> TASK REQUIREMENTS
Without the pictures, repeat all of the data exactly as it appears below.

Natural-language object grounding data
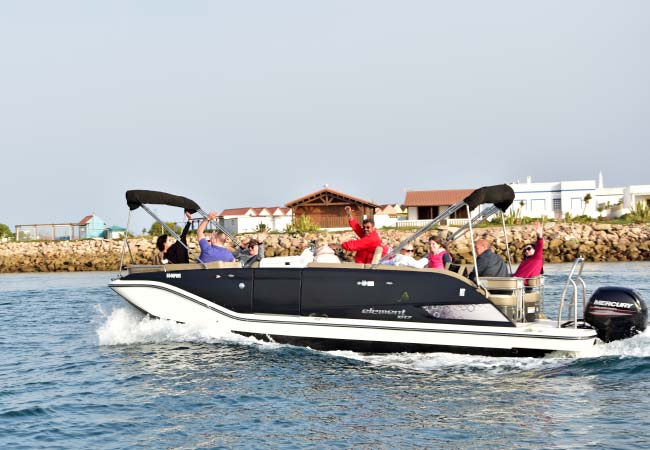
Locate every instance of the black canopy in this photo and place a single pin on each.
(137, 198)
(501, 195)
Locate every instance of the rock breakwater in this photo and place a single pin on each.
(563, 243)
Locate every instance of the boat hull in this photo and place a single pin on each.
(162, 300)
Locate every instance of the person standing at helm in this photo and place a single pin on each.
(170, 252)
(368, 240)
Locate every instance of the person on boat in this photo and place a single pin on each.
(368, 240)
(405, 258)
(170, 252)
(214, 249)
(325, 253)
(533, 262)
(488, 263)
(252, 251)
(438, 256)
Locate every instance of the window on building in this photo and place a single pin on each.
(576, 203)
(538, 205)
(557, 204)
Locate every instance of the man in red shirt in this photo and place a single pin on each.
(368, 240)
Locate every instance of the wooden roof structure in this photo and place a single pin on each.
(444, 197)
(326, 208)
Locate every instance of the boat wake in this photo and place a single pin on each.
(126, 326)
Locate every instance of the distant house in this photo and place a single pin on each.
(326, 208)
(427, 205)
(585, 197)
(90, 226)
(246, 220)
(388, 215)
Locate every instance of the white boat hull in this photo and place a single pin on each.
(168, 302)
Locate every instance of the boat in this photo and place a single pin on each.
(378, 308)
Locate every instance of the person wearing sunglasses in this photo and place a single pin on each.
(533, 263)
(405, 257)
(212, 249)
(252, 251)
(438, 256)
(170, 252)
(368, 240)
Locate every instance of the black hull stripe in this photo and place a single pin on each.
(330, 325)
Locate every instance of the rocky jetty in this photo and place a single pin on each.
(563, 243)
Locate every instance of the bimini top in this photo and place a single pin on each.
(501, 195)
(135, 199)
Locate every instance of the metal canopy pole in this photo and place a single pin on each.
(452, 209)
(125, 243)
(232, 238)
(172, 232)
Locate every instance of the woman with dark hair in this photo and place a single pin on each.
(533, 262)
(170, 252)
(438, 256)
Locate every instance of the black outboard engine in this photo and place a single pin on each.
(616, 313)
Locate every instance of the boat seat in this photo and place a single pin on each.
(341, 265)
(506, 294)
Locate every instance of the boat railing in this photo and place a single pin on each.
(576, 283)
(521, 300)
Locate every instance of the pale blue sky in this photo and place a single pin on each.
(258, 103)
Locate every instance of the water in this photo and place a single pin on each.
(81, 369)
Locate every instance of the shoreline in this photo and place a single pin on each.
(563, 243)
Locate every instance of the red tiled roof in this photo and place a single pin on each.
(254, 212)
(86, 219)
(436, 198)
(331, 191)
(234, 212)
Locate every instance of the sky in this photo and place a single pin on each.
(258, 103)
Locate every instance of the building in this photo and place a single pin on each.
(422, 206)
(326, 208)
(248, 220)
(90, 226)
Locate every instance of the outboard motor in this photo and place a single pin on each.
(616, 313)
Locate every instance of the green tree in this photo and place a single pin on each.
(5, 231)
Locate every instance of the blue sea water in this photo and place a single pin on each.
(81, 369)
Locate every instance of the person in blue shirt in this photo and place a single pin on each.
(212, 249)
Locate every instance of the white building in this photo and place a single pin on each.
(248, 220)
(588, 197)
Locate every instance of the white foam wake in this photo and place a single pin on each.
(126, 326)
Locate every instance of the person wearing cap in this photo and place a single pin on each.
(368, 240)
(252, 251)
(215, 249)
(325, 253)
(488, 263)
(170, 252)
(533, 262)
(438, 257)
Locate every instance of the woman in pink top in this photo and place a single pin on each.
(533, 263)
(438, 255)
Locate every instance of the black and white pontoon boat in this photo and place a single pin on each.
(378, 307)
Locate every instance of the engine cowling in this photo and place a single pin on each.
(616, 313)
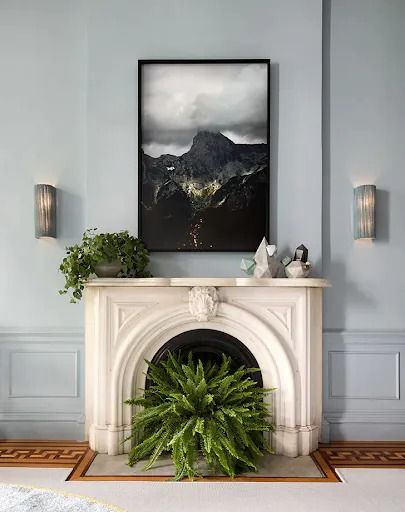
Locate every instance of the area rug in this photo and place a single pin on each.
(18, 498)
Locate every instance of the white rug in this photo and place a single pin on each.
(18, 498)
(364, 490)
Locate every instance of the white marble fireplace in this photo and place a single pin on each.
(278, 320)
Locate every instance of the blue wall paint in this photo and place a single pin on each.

> ANSWER BELOW
Locate every instance of the black canopy in this photo and place a single pin on each.
(137, 198)
(501, 195)
Locate every instance of the rock breakwater in this photo and place a single pin on each.
(563, 243)
Locate every instance of the boat hull in this photo and place a single pin on each.
(162, 300)
Locate every instance of the person standing at helm in this photo and place a single pin on each.
(170, 252)
(368, 240)
Locate every instance of the person on boat in this photo and place a single pin on each.
(368, 240)
(405, 258)
(170, 252)
(214, 249)
(325, 253)
(533, 262)
(488, 263)
(252, 251)
(438, 256)
Locate every instance of the window on building in this photo and place a single pin on each.
(576, 203)
(538, 205)
(557, 204)
Locate every instance of the man in red shirt in this photo and place a single pin on each.
(368, 240)
Locate every instance of the wooden roof structure in this photo and place a single pin on each.
(444, 197)
(326, 208)
Locate every instance of the boat wake in this photo and place a single pin on each.
(126, 326)
Locate every instance of the distant house in this photo and place a single pin on each.
(326, 208)
(427, 205)
(585, 197)
(90, 226)
(246, 220)
(388, 215)
Locate every instance of the white boat hull in this photo and place a single pin on each.
(168, 302)
Locate every instance of the boat in this photo and place a single pin on each.
(378, 308)
Locate every instance of the person wearing sunglasses in this photo and place a single pin on each.
(533, 263)
(405, 257)
(212, 249)
(252, 251)
(438, 256)
(170, 252)
(368, 240)
Locate every instance of the black hull stripe in this photo and place a single pin on each.
(330, 325)
Locate every instance of the rocky jetty in this photo and place a single pin on each.
(563, 243)
Locate every instance of the bimini top in this photo and place a single pin on each.
(501, 195)
(135, 199)
Locate every instance of the metal canopy pole in this photo and place a single pin on each.
(452, 209)
(125, 243)
(232, 238)
(172, 232)
Locate every instance of the woman with dark hair in this photo and place a single pin on each.
(533, 262)
(170, 252)
(438, 256)
Locate every instance of the black outboard engine in this photo and place a single pin on each.
(616, 313)
Locate every instance of the boat seat in this photo and place a single pin on each.
(341, 265)
(506, 294)
Locate every instance of the boat railing in this photo and place a single pin on each.
(576, 283)
(521, 300)
Locate every instance of the pale blue sky in this photo and place a single pin on each.
(258, 103)
Locate every instance of the water in this photo and place a single pin on each.
(81, 369)
Locate every instance of the shoreline in this photo and place a single pin on each.
(563, 243)
Locate every instance of the red tiled roof in this photo and place a single pin on each.
(254, 212)
(86, 219)
(436, 198)
(331, 191)
(234, 212)
Locate every instance of the sky in this photo and place a single pin on each.
(258, 103)
Locate every instance of the building in this photo and place a single pin on each.
(422, 206)
(326, 208)
(248, 220)
(90, 226)
Locate every instance of the outboard motor in this photo and place a single pin on each.
(616, 313)
Locate every instance of the green tree in this photo and place a single pin on each.
(5, 231)
Locate every instance of the blue sea water in this photo and place a single pin on each.
(81, 369)
Locate every instance of the person in blue shirt in this photo and place a single pin on each.
(212, 249)
Locate every instance of the white building in this photo and place a single pin on each.
(248, 220)
(588, 197)
Locate every instance of the white foam wake in this photo and place a single pin on each.
(126, 326)
Locate every instance of the person wearing cap in this photo and place a single pin on each.
(368, 240)
(252, 251)
(215, 249)
(325, 253)
(488, 263)
(170, 252)
(533, 262)
(438, 257)
Locate every instance of the woman in pink top in this photo and place a single pin on each.
(533, 263)
(438, 255)
Locate every instance of the black and white pontoon boat in this photo and place a single pin on each.
(378, 307)
Locate every instance of the engine cowling in this photo and place a single pin on each.
(616, 313)
Locate every instance of the area rug in this photo and place a single pin on each.
(18, 498)
Locate every instance of the white rug in this photo and place a single pin on each.
(18, 498)
(364, 490)
Locate every instance of the white marble fireplace in this photo and place a single pin on each.
(278, 320)
Locate every instance of the blue wall paint in this photo and place a single pin on each.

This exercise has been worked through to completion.